▶ _WRITTEN EXERCISE 1_: Reproduce the passage of the Detour Gold excerpt between "WEBSITE:  http://www.detourgold.com" and "site for updates.", inclusive.
▶ _WRITTEN EXERCISE 2_: In the Detour Gold excerpt, what average annual gold production did the pre-feasibility study point to for the project?

▶ _TEXT SEGMENT_:
>>>

WEBSITE:  http://www.detourgold.com


The information below is based on the most recent information we have received from analysts and the companies participating in The Gold Report. We encourage you to visit the company's web site for updates.
"Detour Gold is aggressively exploring and advancing the development of the Detour Lake project in northeastern Ontario. We highlight that Detour Gold completed a pre-feasibility study in September 2009 that displayed positive economics for the project. In early January 2010, Detour Gold disclosed results of its continuing 2009 infill drilling on the Detour Lake deposit. . . .We believe that the short-term declining gold price environment presents opportunities. Our investment thesis remains that there are few quality gold projects in stable jurisdictions and that the Detour Gold Property is emerging as a solid gold project that could potentially attract the interest of senior producers willing to solidify their pipeline of projects. We maintain a Buy rating with a target price of $21.00."
    -ERIC LEMIEUX,   LAURENTIAN BANK SECURITIES (02/01/10)

"In September, Detour released the results of the Pre-Feasibility Study (PFS) for its eponymous project in northern Ontario. The study disclosed the potential for a large-scale open pit mine with average annual gold production of 560,000 oz/year at a cash cost of US$404/oz over a 14.5 year mine life.

<<<

▶ _DATASET ENTRIES_:

>>>

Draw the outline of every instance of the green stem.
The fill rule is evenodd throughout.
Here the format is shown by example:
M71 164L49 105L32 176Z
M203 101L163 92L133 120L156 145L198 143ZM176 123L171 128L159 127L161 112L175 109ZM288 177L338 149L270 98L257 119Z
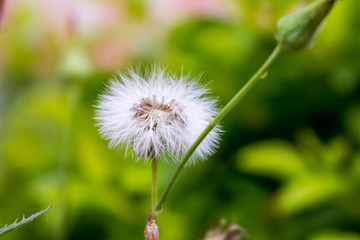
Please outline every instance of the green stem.
M158 159L152 160L152 177L151 177L151 211L156 219L156 203L157 203L157 179L158 179Z
M204 138L210 133L210 131L236 106L236 104L249 92L249 90L261 79L264 78L269 66L283 53L285 49L278 44L268 59L264 64L259 68L259 70L250 78L250 80L239 90L239 92L226 104L226 106L221 110L221 112L215 117L215 119L210 120L209 125L201 133L201 135L196 139L194 144L187 151L183 157L181 163L177 167L175 173L171 177L168 185L165 188L164 193L161 196L159 203L155 207L155 211L160 211L166 201L167 196L171 188L173 187L177 177L179 176L182 169L185 167L186 163L190 159L191 155L194 153L196 148L204 140Z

<<<

▶ _COMPLETE RESPONSE 1_:
WEBSITE:  http://www.detourgold.com


The information below is based on the most recent information we have received from analysts and the companies participating in The Gold Report. We encourage you to visit the company's web site for updates.

▶ _COMPLETE RESPONSE 2_: 560,000 oz/year